▽

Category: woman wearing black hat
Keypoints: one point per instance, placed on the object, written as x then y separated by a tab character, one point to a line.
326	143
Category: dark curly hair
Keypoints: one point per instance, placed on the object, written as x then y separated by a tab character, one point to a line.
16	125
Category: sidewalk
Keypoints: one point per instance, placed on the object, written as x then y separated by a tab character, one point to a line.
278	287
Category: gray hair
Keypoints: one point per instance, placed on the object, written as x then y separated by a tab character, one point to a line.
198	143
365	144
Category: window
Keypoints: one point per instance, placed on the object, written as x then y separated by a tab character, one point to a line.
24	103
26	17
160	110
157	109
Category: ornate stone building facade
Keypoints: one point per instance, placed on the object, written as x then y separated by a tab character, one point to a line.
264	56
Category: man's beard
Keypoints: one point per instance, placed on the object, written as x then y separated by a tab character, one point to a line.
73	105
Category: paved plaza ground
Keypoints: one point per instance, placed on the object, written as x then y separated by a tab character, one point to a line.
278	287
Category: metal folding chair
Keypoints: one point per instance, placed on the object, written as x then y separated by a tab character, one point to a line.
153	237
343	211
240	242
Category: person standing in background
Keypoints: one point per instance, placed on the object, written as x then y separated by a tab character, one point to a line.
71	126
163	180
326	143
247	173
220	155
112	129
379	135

△

▶ **Work request**
Starting at the top of the data above, repeat every line exactly until the line containing "Category: dark curly hair" has been given, then stop.

▶ **Response**
Category: woman wearing black hat
Keypoints: one point per instance, placed on the object, written as x then y separated by a tab character, one point to a line.
326	143
Category: dark curly hair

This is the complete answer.